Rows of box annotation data
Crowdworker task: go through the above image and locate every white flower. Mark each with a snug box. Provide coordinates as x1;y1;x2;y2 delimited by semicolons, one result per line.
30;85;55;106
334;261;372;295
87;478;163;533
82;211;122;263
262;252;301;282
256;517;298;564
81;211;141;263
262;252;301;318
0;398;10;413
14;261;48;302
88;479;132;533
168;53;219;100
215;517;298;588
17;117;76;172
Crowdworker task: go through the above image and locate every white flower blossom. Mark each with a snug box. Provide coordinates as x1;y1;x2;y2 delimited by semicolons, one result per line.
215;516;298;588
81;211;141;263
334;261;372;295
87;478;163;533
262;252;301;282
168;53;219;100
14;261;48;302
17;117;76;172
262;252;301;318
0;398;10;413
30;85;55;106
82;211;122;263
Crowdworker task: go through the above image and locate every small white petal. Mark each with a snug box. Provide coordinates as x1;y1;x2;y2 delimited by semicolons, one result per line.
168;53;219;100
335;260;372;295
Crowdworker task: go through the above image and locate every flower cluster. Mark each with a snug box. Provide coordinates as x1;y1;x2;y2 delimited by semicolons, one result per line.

* * *

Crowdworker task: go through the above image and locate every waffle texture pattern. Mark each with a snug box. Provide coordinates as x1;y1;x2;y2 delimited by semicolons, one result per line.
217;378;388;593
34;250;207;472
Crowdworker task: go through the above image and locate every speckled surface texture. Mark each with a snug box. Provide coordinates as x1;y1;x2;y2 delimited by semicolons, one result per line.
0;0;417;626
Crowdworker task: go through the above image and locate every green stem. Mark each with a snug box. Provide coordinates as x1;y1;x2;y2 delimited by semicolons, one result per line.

**WORK TO DO:**
Copy the records word for word from the line with "locate every waffle" to the line with "locate every green", including both of those lines.

**SOLUTION BELOW:**
Crowdworker task: go through the above image and locate every waffle texture pattern. Mark each with a snug box. Provide coordinates as x1;y1;x2;y2 delimited by semicolons, one result per line.
217;378;388;593
34;250;207;472
Crowdworker task: go through the above image and locate every speckled surface texture. Mark each with a snug box. Provide coordinates as x1;y1;x2;y2 delimited by semicolons, one result per line.
0;0;417;626
Crowdworker task: go through the above image and locate every green stem. Mark each with a snug box. Provide coordinates as x1;y1;x2;y2 delimited by semicolons, one result per line.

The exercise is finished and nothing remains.